__OBJECTIVE 1__.
Reproduce the rows from their first line through the line containing "column 625, row 766", including both ends. Leave the pictures out of your answer.

In [None]:
import statsmodels.api as sm
import numpy as np
import matplotlib.pyplot as plt
import seaborn as sns
from pandas_datareader.data import DataReader
from datetime import datetime
from statsmodels.tsa.api import acf, graphics, pacf
from statsmodels.tsa.ar_model import AutoReg, ar_select_order
from statsmodels.tsa.arima.model import ARIMA

sns.set_theme()

def plot_correlogram(y: np.ndarray, label: str) -> None:
    fig, axs = plt.subplots(2, figsize=(20, 12))
    fig.suptitle(label)
    axs[0].plot(y)
    sm.graphics.tsa.plot_acf(y, lags=30, ax=axs[1])
    plt.show()

In [None]:
white_noise = np.random.normal(loc=0, scale=1, size=(1000,))
plot_correlogram(white_noise, 'White Noise')

## Random Walk
A random walk is a time series model where the current observation is equal to the previous observation with a random step up or down.

$x_t = x_{t-1} + w_t = \text{B}x_t + w_t$

$x_t = (1 + \text{B} + \text{B}^2 + \text{B}^3 + ...) w_t$

In [None]:
random_walk = white_noise.cumsum()
plot_correlogram(random_walk, 'Random Walk')

In [None]:
from pandas_datareader import data as pdr
from datetime import date
import yfinance as yf
yf.pdr_override() 
import pandas as pd
# Tickers list
# We can add and delete any ticker from the list to get desired ticker live data
ticker_list=['EXPE', 'PXD', 'MCHP', 'CRM', 'NRG', 'AMZN', 'MSFT', '^GSPC']
today = date.today()

[Position annotation rows]
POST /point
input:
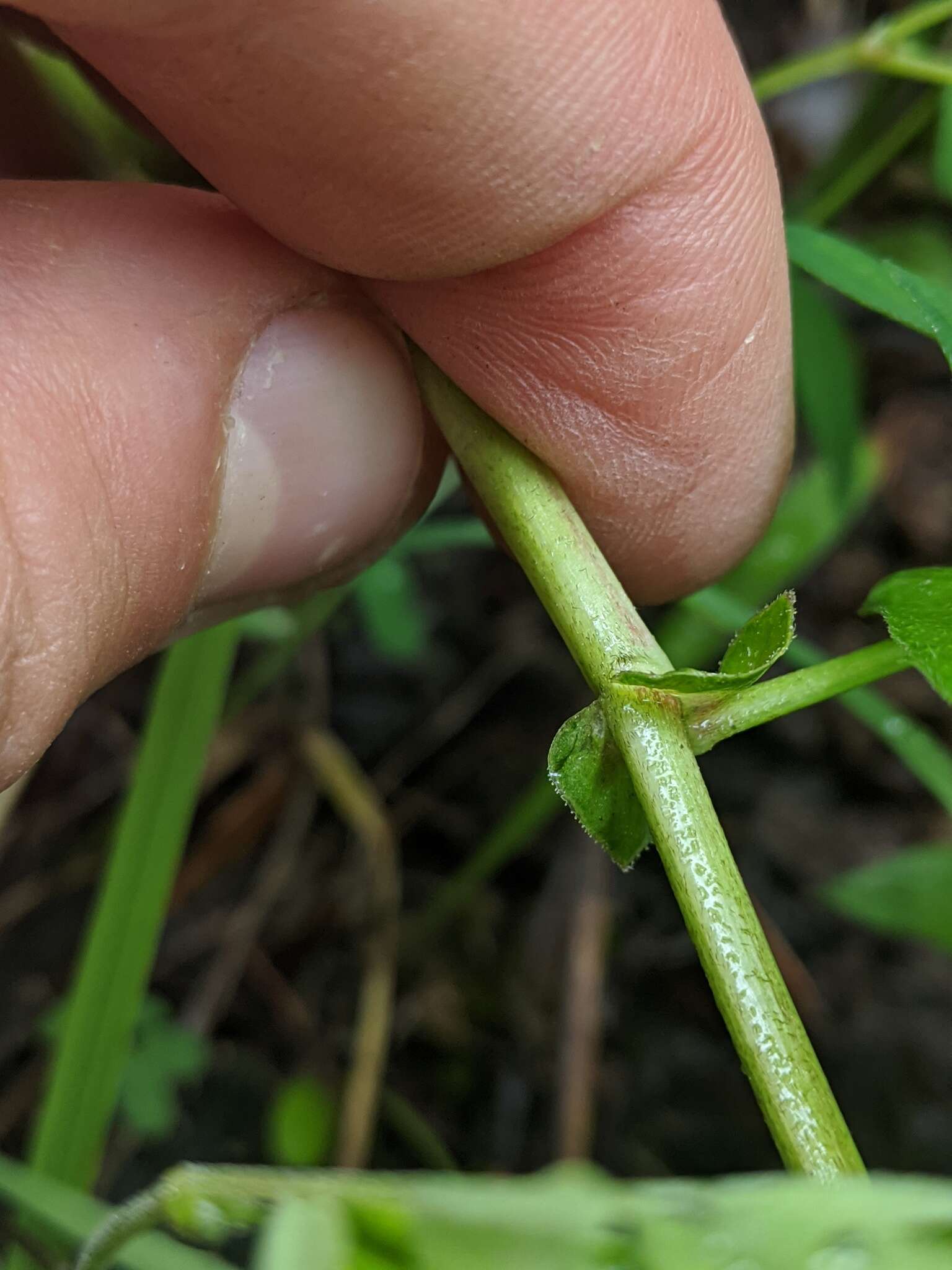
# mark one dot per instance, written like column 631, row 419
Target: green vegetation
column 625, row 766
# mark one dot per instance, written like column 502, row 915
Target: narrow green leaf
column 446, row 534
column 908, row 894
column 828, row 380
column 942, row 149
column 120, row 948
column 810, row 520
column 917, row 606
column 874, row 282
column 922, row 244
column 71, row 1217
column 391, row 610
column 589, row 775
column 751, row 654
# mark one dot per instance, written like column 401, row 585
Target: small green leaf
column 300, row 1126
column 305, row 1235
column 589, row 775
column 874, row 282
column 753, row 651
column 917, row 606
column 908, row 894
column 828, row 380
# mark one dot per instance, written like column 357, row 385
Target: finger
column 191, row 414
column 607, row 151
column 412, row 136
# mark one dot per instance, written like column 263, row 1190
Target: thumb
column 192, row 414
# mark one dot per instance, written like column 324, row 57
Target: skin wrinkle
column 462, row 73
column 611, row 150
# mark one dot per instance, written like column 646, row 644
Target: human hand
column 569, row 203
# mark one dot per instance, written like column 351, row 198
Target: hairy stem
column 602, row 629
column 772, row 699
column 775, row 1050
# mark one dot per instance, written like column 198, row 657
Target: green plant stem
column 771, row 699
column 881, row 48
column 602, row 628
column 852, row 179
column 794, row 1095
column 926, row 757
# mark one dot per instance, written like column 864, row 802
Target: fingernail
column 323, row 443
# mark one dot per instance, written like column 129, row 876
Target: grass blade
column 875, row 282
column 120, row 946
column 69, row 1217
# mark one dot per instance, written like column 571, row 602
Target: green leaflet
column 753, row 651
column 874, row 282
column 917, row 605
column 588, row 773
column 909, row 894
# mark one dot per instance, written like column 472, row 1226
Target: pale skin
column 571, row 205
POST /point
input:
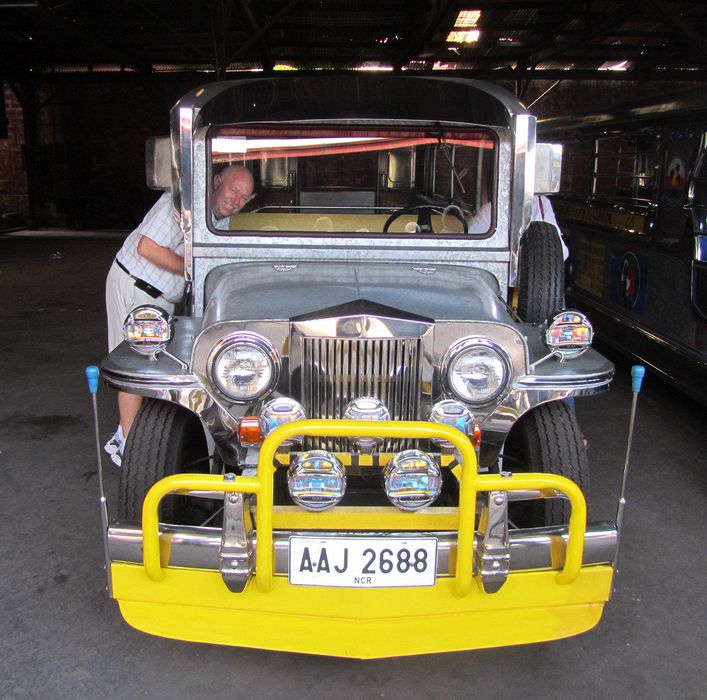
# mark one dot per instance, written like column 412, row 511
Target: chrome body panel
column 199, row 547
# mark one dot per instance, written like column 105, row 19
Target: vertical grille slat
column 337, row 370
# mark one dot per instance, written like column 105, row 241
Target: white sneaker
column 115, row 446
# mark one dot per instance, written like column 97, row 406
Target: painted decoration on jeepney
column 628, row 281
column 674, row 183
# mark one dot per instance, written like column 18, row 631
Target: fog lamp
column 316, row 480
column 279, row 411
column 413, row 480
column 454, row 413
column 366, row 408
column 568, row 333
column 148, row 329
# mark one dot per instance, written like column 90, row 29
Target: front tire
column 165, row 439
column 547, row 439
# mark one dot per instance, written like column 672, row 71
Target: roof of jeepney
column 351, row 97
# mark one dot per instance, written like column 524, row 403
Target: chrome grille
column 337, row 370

__OBJECTIVE 2__.
Carry on the time series notebook from the point where it stops.

__EXERCISE ANSWER 1__.
POST /point
input:
# mark one dot per instance, written like column 631, row 419
Target: green vegetation
column 625, row 766

__EXERCISE ANSWER 2__.
# We can get data by our choice by giving days bracket
start_date= "2017–01–01"
end_date="2019–11–30"

start_date = datetime(2007, 1, 1)
end_date = datetime(2015, 7, 17)

df_by_ticker = {}
for ticker in ticker_list:
    print(ticker)
    data = pdr.get_data_yahoo(ticker, start=start_date, end=end_date)
    dataname= ticker+'_'+str(today)
    df_by_ticker[ticker] = data
    data.to_csv('./data/'+dataname+'.csv')

In [None]:
microsoft = df_by_ticker["MSFT"]["Adj Close"]
amazon = df_by_ticker["AMZN"]["Adj Close"]
s_and_p_500 = df_by_ticker["^GSPC"]["Adj Close"]
s_and_p_500

In [None]:
microsoft_diff = np.diff(microsoft)
plot_correlogram(microsoft_diff, 'Microsoft Diff')

In [None]:
s_and_p_500_diff = np.diff(s_and_p_500)
plot_correlogram(s_and_p_500_diff, 'S&P500 Diff')

## AR(p) process
The autoregressive model is simply an extension of the random walk that includes terms further back in time. The structure of the model is linear, that is the model depends linearly on the previous terms, with coefficients for each term. This is where the "regressive" comes from in "autoregressive". It is essentially a regression model where the previous terms are the predictors.

$x_t = \alpha_1 x_{t-1} + \alpha_2 x_{t-2} + ... + \alpha_p x_{t-p} + w_t$

$x_t = \alpha_1 \text{B} x_{t} + \alpha_2 \text{B}^2 x_{t} + ... + \alpha_p \text{B}^p x_t + w_t$

$(1 - \alpha_1 \text{B} - \alpha_2 \text{B}^2 - ... - \alpha_p \text{B}^p) x_t = w_t$

In [None]:
white_noise = np.random.normal(loc=0, scale=1, size=(1000,))

alpha1 = 1
alpha2 = -0.1
ar1 = white_noise.copy()
for i, wn in enumerate(white_noise):
    if i <= 1:
        continue
    
    ar1[i] = alpha1 * ar1[i-1] + alpha2 * ar1[i-2] + wn
    
plot_correlogram(ar1, 'AR(2)')

In [None]:
orders = ar_select_order(ar1, maxlag=5)
order = max(orders.ar_lags)
print(f'Order determined to be: {order}')
mod = AutoReg(ar1, order, trend='n')
res = mod.fit()
print(res.summary())

In [None]:
from statsmodels.tsa.arima_process import ArmaProcess
alpha1 = 2/3
alpha2 = -1/3
ar = [1, -alpha1, -alpha2]
ma = None
process = ArmaProcess(ar, ma)
ar_samples = process.generate_sample(nsample=1_000, burnin=100)
plot_correlogram(ar_samples, 'AR(2) via statsmodels')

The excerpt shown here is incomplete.